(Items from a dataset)
'''
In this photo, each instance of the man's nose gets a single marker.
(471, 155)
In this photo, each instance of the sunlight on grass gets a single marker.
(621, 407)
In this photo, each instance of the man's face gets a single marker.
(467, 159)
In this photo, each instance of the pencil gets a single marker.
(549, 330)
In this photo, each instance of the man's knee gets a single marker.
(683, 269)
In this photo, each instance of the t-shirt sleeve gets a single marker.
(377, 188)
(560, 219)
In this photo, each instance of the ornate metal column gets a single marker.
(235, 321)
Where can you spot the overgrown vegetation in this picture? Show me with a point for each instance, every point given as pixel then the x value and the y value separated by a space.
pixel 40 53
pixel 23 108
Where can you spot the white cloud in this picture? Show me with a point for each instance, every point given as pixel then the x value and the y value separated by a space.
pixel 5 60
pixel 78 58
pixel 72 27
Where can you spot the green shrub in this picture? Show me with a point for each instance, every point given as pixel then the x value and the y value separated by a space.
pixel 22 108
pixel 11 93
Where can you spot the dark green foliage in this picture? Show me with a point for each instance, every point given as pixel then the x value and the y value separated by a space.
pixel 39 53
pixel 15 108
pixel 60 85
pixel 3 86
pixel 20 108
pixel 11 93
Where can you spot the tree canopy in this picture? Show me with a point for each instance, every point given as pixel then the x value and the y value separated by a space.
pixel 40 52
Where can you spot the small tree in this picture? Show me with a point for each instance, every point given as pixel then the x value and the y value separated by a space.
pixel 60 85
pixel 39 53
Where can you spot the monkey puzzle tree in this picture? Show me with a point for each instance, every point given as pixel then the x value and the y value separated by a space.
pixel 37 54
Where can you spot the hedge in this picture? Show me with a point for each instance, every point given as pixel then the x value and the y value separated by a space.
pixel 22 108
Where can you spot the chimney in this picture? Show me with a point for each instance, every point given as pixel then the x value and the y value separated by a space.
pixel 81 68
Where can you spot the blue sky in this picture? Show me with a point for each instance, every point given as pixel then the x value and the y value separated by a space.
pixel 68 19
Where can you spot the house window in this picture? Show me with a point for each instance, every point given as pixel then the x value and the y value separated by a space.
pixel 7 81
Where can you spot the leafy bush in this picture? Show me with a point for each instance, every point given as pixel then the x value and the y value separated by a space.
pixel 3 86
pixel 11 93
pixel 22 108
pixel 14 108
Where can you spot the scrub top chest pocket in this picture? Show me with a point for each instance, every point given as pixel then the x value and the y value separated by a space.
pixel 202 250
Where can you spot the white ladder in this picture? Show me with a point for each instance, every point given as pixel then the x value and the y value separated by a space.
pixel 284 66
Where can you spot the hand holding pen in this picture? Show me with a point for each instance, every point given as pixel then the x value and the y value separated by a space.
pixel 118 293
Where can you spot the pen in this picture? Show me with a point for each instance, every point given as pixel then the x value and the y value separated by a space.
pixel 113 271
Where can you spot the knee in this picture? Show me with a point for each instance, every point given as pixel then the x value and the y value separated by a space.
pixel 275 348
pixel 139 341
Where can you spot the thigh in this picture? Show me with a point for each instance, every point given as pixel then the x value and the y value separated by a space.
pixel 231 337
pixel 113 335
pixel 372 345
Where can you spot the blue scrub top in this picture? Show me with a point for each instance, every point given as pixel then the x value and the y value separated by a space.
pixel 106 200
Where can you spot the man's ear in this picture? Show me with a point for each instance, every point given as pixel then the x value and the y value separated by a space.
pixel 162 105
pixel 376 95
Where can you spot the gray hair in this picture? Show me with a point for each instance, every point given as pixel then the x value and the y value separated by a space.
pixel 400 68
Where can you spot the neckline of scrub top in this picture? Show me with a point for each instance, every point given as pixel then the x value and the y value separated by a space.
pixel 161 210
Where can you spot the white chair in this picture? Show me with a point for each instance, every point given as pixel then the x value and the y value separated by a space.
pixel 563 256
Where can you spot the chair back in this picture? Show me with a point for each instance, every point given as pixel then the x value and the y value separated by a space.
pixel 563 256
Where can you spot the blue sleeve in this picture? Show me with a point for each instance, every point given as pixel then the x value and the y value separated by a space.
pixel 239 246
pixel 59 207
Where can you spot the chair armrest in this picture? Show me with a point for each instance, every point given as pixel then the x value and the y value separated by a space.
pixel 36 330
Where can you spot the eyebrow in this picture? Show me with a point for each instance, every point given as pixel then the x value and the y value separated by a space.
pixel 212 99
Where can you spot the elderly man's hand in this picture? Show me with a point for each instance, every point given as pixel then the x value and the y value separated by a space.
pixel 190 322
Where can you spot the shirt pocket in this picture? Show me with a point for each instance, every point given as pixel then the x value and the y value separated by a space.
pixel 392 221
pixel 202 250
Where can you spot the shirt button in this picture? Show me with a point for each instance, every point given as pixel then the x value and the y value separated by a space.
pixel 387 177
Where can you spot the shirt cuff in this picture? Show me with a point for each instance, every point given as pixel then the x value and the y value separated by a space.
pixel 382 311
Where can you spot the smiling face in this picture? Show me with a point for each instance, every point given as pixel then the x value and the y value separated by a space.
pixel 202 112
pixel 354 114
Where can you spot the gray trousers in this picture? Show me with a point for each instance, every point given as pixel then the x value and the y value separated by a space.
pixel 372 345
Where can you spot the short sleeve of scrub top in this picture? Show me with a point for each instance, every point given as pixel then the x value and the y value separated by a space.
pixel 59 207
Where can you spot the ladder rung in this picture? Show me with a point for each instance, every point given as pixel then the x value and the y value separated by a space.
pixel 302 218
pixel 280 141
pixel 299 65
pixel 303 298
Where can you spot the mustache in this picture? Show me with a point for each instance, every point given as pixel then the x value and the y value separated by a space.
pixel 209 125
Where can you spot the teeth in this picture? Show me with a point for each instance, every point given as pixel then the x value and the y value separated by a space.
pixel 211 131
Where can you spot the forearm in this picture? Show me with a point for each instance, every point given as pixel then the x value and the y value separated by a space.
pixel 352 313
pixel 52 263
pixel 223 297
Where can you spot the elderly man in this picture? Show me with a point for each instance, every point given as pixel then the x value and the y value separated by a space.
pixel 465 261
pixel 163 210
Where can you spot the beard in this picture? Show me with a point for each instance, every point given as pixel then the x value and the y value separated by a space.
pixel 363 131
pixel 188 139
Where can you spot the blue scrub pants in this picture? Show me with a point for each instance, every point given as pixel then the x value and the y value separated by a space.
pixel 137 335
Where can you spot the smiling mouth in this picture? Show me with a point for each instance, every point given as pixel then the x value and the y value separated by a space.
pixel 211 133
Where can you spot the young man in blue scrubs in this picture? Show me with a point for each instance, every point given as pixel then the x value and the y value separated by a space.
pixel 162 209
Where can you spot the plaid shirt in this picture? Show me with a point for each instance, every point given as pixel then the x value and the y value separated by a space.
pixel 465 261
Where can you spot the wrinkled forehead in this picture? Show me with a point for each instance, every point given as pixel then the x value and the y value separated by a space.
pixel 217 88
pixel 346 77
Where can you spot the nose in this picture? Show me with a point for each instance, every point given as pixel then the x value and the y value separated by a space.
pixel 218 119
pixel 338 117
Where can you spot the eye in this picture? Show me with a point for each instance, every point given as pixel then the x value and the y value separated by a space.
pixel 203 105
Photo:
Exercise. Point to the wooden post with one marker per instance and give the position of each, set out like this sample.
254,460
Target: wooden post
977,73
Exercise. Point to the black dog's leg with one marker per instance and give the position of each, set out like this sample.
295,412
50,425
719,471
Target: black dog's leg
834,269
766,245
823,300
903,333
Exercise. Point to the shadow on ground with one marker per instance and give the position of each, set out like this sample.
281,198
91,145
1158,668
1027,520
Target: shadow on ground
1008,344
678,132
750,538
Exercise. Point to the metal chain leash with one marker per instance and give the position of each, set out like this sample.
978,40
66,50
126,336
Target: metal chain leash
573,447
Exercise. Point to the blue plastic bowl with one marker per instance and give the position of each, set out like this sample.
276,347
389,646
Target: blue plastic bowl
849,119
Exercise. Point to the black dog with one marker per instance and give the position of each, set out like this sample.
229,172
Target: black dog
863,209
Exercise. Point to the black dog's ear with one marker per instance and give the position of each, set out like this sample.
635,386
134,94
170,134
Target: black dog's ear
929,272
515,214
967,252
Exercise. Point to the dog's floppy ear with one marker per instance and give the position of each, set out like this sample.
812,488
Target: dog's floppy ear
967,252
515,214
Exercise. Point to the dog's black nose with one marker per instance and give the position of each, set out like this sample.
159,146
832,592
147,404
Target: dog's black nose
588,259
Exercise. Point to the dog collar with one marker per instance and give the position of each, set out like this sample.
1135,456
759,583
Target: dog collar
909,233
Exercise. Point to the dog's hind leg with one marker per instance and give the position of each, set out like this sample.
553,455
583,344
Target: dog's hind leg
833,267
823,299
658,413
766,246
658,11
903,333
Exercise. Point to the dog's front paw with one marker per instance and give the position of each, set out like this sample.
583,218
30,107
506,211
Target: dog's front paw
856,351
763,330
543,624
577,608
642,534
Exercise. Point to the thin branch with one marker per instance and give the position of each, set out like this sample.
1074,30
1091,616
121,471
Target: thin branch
'''
**What needs to be done**
Among the entries, find each line that includes the string "thin" and copy it.

**Response**
Exercise. Point to the thin branch with one marker per instance and give the position of each, set out like this sample.
Target: thin branch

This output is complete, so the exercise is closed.